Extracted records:
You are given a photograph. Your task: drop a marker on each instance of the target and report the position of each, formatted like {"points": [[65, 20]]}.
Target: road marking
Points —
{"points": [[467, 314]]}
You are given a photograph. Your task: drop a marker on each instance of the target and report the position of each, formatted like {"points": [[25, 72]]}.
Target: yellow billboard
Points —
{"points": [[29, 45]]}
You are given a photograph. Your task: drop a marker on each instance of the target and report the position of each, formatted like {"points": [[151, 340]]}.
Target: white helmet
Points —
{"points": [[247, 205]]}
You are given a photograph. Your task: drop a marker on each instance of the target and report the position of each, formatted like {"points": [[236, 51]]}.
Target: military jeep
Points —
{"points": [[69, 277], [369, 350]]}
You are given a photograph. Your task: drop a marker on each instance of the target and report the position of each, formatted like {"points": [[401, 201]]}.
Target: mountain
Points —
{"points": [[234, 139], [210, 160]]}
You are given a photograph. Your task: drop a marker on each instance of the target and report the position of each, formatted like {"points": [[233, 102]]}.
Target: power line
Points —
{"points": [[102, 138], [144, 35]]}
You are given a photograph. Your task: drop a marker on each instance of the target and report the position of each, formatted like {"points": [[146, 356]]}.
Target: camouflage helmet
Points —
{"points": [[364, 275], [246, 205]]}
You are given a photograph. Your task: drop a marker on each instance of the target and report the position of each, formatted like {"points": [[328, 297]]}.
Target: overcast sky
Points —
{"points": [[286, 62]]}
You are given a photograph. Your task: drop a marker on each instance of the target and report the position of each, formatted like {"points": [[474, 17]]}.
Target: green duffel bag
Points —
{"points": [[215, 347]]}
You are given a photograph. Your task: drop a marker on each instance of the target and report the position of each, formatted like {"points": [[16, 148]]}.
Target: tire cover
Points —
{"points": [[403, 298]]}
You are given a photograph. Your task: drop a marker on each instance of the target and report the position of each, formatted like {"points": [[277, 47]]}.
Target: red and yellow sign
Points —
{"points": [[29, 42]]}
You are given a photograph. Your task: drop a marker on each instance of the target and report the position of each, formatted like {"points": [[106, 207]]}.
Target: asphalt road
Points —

* _REQUIRED WORK_
Transcribe the data above in full, exactly.

* _FULL RESPONSE_
You are given a photograph. Your task: drop a marker on each instance of the target and report the position of each, formatted like {"points": [[65, 20]]}.
Target: road marking
Points —
{"points": [[467, 314]]}
You are given a photograph. Your task: drop a marker on each instance of the target and report the position of each, formatted like {"points": [[25, 72]]}.
Target: yellow billboard
Points —
{"points": [[29, 45]]}
You are given a photograph. Your task: drop a marker on each instance of the target and report the position of each, formatted like {"points": [[151, 340]]}.
Target: white helmet
Points —
{"points": [[247, 205]]}
You are given a photograph. Your task: drop a marker on each instance of the target and report the position of each, formatted like {"points": [[236, 51]]}.
Target: military jeep
Points —
{"points": [[69, 277], [369, 350]]}
You are given a photograph. Your task: drop a marker on each instance of the target and report the position of each, formatted like {"points": [[401, 201]]}.
Target: mountain
Points —
{"points": [[234, 139], [210, 160]]}
You are given a photograph. Your task: drop a marker on each instance of the target and report the position of each, formatted like {"points": [[233, 102]]}.
Target: power line
Points —
{"points": [[102, 138], [144, 35]]}
You are given a photograph. Your task: drop a marker on each instance of the target and report the position of each, formatted like {"points": [[146, 356]]}.
Target: camouflage helmet
Points —
{"points": [[364, 275], [246, 205]]}
You are given a photograph. Your task: drop a marker on each instance of the target and report the position of each, formatted like {"points": [[328, 297]]}.
Target: overcast sky
Points —
{"points": [[286, 62]]}
You are given a photograph. Your task: drop a marker on each instance of the target and report the position of each, formatted like {"points": [[474, 17]]}.
Target: green duffel bag
Points —
{"points": [[215, 347]]}
You are given a photograph. Your task: drop a marker on each instance of the target and report the position of each, formatted like {"points": [[16, 148]]}.
Target: tire cover
Points —
{"points": [[403, 298]]}
You are given a photograph. Your task: drop a marker on each instance of the target and report the position of each, formatted like {"points": [[277, 47]]}.
Target: red and yellow sign
Points —
{"points": [[29, 42]]}
You are given a photograph. Your task: drop a marker on each instance of the target and report the position of each, formatted like {"points": [[106, 207]]}.
Target: asphalt road
Points —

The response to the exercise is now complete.